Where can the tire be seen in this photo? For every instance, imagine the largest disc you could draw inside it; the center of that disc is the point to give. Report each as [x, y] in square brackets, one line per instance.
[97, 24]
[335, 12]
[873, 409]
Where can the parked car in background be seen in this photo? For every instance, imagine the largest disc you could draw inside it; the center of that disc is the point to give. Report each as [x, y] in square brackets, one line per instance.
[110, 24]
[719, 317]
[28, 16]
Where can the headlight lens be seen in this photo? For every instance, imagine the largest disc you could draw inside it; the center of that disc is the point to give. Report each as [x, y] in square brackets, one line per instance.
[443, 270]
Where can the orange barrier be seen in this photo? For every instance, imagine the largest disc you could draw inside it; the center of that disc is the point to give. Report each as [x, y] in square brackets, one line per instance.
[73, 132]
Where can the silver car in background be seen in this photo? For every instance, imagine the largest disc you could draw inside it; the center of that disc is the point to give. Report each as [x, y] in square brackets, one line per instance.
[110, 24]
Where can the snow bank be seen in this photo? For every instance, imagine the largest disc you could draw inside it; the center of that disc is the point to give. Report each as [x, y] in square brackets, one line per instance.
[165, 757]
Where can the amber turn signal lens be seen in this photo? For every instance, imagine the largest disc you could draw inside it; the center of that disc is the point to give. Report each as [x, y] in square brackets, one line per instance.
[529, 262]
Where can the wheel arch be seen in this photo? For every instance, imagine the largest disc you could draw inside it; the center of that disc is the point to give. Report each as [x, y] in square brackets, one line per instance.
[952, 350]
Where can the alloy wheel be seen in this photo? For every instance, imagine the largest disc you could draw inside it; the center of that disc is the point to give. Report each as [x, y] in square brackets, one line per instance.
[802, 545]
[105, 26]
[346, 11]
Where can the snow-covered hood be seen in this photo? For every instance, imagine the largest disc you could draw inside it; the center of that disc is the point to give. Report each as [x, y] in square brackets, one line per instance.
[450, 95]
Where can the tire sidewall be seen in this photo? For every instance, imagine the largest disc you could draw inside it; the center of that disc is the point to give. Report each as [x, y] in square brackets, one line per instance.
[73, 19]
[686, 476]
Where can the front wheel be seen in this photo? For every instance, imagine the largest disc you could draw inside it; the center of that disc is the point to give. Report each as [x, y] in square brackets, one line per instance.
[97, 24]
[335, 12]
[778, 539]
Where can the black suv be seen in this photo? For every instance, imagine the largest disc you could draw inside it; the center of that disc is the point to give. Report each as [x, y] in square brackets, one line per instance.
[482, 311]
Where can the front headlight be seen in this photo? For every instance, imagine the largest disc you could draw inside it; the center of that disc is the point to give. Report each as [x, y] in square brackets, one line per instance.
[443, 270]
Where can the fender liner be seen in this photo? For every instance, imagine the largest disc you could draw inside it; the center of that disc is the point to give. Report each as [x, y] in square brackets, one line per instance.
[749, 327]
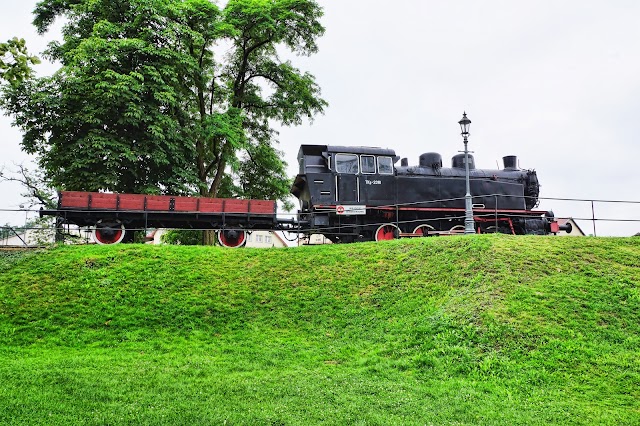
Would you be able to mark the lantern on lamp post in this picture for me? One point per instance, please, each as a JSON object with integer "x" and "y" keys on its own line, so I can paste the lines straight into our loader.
{"x": 469, "y": 224}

********************

Could you copy all of the records above word for word, leaving the pictures out of your answer?

*Full output:*
Where can the tire be seen in this photo? For every instance, imagine the largest disc you could draw inside it; the center of that disc is the point to give. Report each as [x, y] in square brackets, one line per instance.
[97, 24]
[335, 12]
[873, 409]
Where can the parked car in background be seen in this photo? For every instance, imagine the largest disc you could draw inside it; the center of that disc is the point to give. Report each as [x, y] in square brackets, one line per instance.
[110, 24]
[719, 317]
[28, 16]
Where can the headlight lens be seen in this photo? For every instance, imagine the largest disc you could draw inside it; the center of that disc is the point to give. Report each as [x, y] in square brackets, one line per instance.
[443, 270]
Where can the orange barrier be seen in this photo? For every instance, imagine the largest disc you could draw inside it; the center of that disc is the point to give. Report each as [x, y] in square brackets, one line per instance.
[73, 132]
Where can the silver car in background be seen in this photo? For every instance, imagine the largest disc you could draw inside it; the center of that disc is the point to give. Report each as [x, y] in square brackets, one line per instance.
[110, 24]
Where can the snow bank be seen in this photo? For every instance, imagine the largest disc you could draw inside it; the center of that disc is the point to give. Report each as [x, y] in square brackets, one line per instance.
[165, 757]
Where can the amber turn signal lens be seen in this photo? For every instance, imagine the largest disc you could draw inside it; the center of that disc is the point to give. Report each as [x, y] in square brackets, one line per instance.
[529, 262]
Where can the wheel arch be seen in this photo? For every instance, imagine the largest disc you could draw inside it; the center of that disc is the point to give. Report each as [x, y] in square brackets, one line per instance.
[952, 350]
Where can the alloy wheel be seen in this photo? For every instance, imagine the largest disc you could draw inside it; the center of that disc is the point to give. Report each as [x, y] in square brackets, one line per instance.
[802, 545]
[105, 26]
[346, 11]
Where can the snow-covered hood be seen in this photo? For every instance, imagine the largest disc you could draw inside it; the center of that disc is the point to give. Report each as [x, y] in square brackets, one line per instance.
[450, 95]
Where can the tire sidewall be seen in this photo? For every instance, imagine the largest disc you could draw inside it; the center of that disc is the point to give. Report each as [x, y] in square brackets, one line per instance.
[73, 19]
[686, 476]
Where can the front wheel be seen in this photo? For every instance, imagine the largest disc you could draw inside it; the center of that disc is the point to give. Report each as [x, y] in square brackets, one line per instance.
[97, 24]
[335, 12]
[778, 539]
Where can the black suv be seen in this photo? For every instance, imagine the largest disc you could draw inside it; the center of that disc is the point to give. Report each as [x, y] in square brackets, one line per instance.
[482, 311]
Where can the front headlight be seen in this photo? For every instance, imagine the largest disc you could draw inside it; the center of that disc is the point to give. Report each as [x, y] in square brackets, one line per instance.
[443, 270]
Where can the fender liner be seen in this photo? For every instance, imagine the largest disc you could draw inside it; the center of that disc is the point to give. Report each as [x, y] in square brackets, one line per instance.
[749, 327]
Would you be able to mark the lantern on lamp post in this picture for me? One point per instance, please, each as a JSON object with integer "x" and "y" keys on its own line, so I can paste the lines straight into our loader.
{"x": 469, "y": 224}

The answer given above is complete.